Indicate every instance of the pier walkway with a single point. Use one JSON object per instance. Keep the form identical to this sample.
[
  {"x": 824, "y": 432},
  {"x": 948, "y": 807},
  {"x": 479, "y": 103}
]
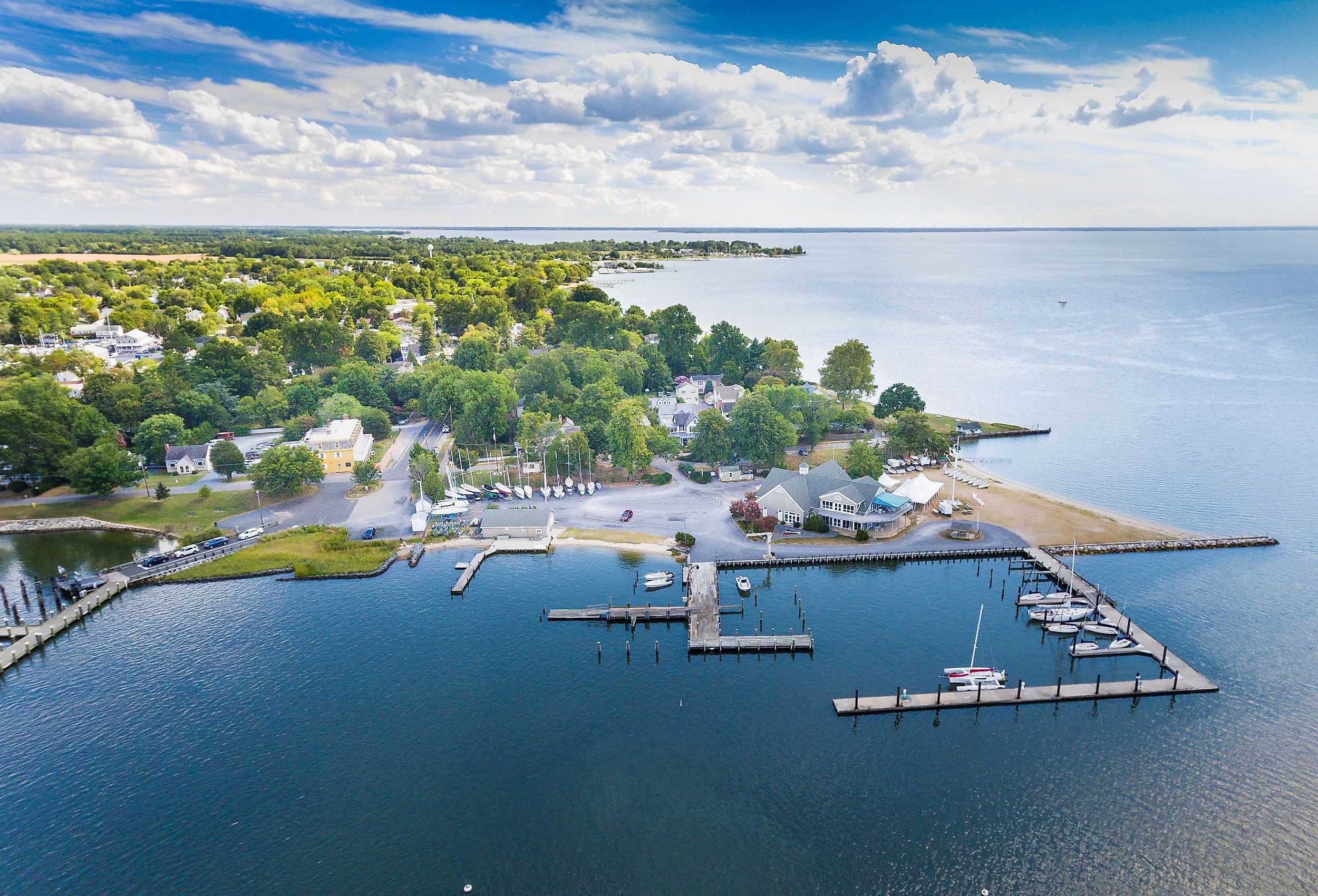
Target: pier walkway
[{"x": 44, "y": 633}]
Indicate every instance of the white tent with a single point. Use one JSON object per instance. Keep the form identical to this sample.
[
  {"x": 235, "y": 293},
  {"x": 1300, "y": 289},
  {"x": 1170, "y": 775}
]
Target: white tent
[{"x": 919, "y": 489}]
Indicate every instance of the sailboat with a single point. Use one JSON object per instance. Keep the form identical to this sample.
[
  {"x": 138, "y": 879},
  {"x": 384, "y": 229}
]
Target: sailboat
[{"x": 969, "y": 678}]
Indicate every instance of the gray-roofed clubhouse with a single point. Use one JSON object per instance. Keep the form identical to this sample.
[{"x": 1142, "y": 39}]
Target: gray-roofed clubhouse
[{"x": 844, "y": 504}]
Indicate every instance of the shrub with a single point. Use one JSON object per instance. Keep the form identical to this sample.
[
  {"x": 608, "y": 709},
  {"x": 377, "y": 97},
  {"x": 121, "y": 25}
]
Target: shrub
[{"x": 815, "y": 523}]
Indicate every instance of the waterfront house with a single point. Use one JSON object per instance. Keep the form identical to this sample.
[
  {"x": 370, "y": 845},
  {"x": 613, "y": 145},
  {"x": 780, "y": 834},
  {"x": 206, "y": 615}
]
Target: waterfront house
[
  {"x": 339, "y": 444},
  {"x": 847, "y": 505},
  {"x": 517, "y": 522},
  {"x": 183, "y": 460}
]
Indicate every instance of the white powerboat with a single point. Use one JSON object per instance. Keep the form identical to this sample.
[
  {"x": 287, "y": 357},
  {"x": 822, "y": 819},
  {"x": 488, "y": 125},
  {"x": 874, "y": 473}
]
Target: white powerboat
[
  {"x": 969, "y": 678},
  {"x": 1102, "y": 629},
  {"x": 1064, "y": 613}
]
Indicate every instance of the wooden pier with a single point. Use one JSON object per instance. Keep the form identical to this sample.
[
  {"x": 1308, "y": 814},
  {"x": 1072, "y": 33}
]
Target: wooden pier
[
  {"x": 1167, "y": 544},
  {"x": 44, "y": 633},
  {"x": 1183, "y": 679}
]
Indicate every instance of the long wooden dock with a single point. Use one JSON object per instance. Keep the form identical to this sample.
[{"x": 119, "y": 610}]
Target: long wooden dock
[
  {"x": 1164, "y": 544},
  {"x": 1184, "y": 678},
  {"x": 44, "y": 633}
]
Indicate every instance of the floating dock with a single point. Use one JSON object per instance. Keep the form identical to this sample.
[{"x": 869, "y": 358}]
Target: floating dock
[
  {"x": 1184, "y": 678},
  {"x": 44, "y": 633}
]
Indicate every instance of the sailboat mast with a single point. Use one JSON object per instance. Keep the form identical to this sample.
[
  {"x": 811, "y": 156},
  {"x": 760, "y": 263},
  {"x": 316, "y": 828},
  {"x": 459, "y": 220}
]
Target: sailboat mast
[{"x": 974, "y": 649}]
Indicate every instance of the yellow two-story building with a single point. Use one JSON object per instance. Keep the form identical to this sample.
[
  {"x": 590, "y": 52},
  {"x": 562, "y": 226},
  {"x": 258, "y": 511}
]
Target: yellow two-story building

□ □ □ □ □ □ □

◆ OBJECTIVE
Please reproduce the listing above word for word, leaving out the picture.

◆ TASK SOLUTION
Indicate every instance of the pier walkway with a single point. Use one JSON object per instance. Keep the form identical to this sample.
[
  {"x": 824, "y": 432},
  {"x": 948, "y": 807},
  {"x": 479, "y": 103}
]
Target: pier walkway
[{"x": 44, "y": 633}]
Indicate every instance of the white tent with a single point. Use one JSON object per instance. Keep the form identical to this sample.
[
  {"x": 235, "y": 293},
  {"x": 1300, "y": 289},
  {"x": 1170, "y": 775}
]
Target: white tent
[{"x": 919, "y": 489}]
Indicate every instance of the sailboat with a single point. Use one JSON object per instance. Keep the form identical to this sample.
[
  {"x": 138, "y": 879},
  {"x": 384, "y": 229}
]
Target: sailboat
[{"x": 969, "y": 678}]
Indicate every instance of the gray-roofed clubhouse with a single point. Use one JSON object per instance. Keep the form identical to this sample.
[{"x": 1142, "y": 39}]
Target: gray-roofed clubhouse
[{"x": 844, "y": 504}]
Indicate every instance of the shrub with a single point. Use one JSON object per instance. Keep the form identical to this sample.
[
  {"x": 608, "y": 709},
  {"x": 377, "y": 97},
  {"x": 121, "y": 25}
]
Target: shrub
[{"x": 815, "y": 523}]
Indicate every instance of the waterfront house with a single point. Use one JSON object per instance. Keep the form identical to this sample.
[
  {"x": 370, "y": 845},
  {"x": 613, "y": 145},
  {"x": 780, "y": 834},
  {"x": 206, "y": 615}
]
Target: waterfront house
[
  {"x": 339, "y": 444},
  {"x": 847, "y": 505},
  {"x": 517, "y": 522},
  {"x": 183, "y": 460}
]
Indicate every instance of the white powerboat with a single point. Use one JSON object per instance. Keep the form identical to this sample.
[
  {"x": 287, "y": 357},
  {"x": 822, "y": 819},
  {"x": 488, "y": 125},
  {"x": 874, "y": 473}
]
Target: white powerboat
[
  {"x": 969, "y": 678},
  {"x": 1102, "y": 629},
  {"x": 1064, "y": 613}
]
Indicate every instance of the wooden pier with a single point. Use one JSON object per instance. Keep the form identical to this sample.
[
  {"x": 1308, "y": 814},
  {"x": 1072, "y": 33}
]
Target: wooden pier
[
  {"x": 1167, "y": 544},
  {"x": 44, "y": 633},
  {"x": 1183, "y": 679}
]
Indicate every instance of the long wooden dock with a single point. Use one JSON object per instance. Keep the form identical to this sample.
[{"x": 119, "y": 610}]
Target: long wooden dock
[
  {"x": 1164, "y": 544},
  {"x": 1184, "y": 678},
  {"x": 44, "y": 633}
]
Indicate every instance of the floating dock with a single point. Use one JSON object per instance. Keep the form identical to this sample.
[{"x": 869, "y": 358}]
Target: floating dock
[
  {"x": 1184, "y": 678},
  {"x": 44, "y": 633}
]
Indicate every instance of the sailboat mast with a single point. Use one JSON object per instance. Keep the form identical to this sample.
[
  {"x": 811, "y": 156},
  {"x": 760, "y": 263},
  {"x": 316, "y": 828},
  {"x": 459, "y": 220}
]
Target: sailboat mast
[{"x": 974, "y": 649}]
Indicate every instance of the yellow two-story building with a single point. Use one JSON object per instance. Keep the form identical to this sample.
[
  {"x": 590, "y": 52},
  {"x": 562, "y": 226},
  {"x": 258, "y": 511}
]
Target: yellow two-story building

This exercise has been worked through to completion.